SET OF TASKS ::
1. In the substation communications text, copy out the passage word for word, starting with "High speed peer-to-peer" and going on through "with varying configuration.".
2. The substation communications text names some protection and control applications where high-speed peer-to-peer messaging can replace hard-wiring. List all of them.
3. According to the substation communications text, what do Sampled Measured Values sent from Merging Units replace?

+++ PAGE TEXT +++

The model needs to properly represent the functional hierarchy of the protection relay and at the same time use the available model hierarchy defined in the standard.
High speed peer-to-peer communications between IEDs connected to the substation LAN based on exchange of GSE messages can successfully be used to replace hard-wiring for different protection and control applications such as the protection of distribution buses, distributed recording or load-shedding in substations with varying configuration.
Sampled Measured Values communicated from Merging Units to different protection and control devices connected to the substation Process bus replace the copper wiring between the instrument transformers in the substation yard and the IEDs.
Such systems provide some significant advantages over conventional protection and control systems used to perform the same functions in the substations:

Reduced wiring, installation, maintenance and commissioning costs
Easy adaptation to changing bus configuration in the substation
The Substation Configuration Language allows interoperability and a seamless integration process. The common substation or IED configuration files can be exchanged between different configuration, coordination, analysis or testing tools in a way that significantly improves the efficiency of the engineering process.

IEC 61850 - A BRAND NEW WORLD#3

wtorek, marzec 18th, 2008

The foundation of the IEC 61850 is the concept of virtualization, i.e. providing a virtual representation of the behavior of real primary or secondary substation devices.
As mentioned earlier, the virtualization covers only the relevant and communications visible components of the model. The figure below shows the use of this process to model an overcurrent stage of a protection relay from any vendor as an IEC 61850 logical node.

+++ PROVIDED INFORMATION +++

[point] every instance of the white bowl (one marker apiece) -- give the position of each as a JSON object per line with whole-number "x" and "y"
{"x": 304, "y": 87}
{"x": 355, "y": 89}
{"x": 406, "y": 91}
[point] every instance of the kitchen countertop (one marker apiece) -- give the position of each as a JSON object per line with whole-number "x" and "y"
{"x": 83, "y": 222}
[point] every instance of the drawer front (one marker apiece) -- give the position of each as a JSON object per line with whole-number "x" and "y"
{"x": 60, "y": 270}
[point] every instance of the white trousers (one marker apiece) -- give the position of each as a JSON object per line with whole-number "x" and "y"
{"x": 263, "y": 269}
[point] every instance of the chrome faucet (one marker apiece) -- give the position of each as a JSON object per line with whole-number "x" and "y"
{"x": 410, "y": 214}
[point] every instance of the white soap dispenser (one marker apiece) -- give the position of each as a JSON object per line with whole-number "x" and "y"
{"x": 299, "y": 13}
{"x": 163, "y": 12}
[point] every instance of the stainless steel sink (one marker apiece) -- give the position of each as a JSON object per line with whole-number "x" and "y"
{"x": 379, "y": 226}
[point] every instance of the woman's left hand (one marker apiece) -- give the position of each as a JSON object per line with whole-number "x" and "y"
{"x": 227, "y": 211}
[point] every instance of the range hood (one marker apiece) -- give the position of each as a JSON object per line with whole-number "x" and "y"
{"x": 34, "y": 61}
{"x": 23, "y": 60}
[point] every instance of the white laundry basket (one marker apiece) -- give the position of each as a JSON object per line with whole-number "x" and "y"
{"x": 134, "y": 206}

+++

ANSWERS ::
1.
High speed peer-to-peer communications between IEDs connected to the substation LAN based on exchange of GSE messages can successfully be used to replace hard-wiring for different protection and control applications such as the protection of distribution buses, distributed recording or load-shedding in substations with varying configuration.

2.
- protection of distribution buses
- distributed recording
- load-shedding in substations with varying configuration

3. They replace the copper wiring between the instrument transformers in the substation yard and the IEDs.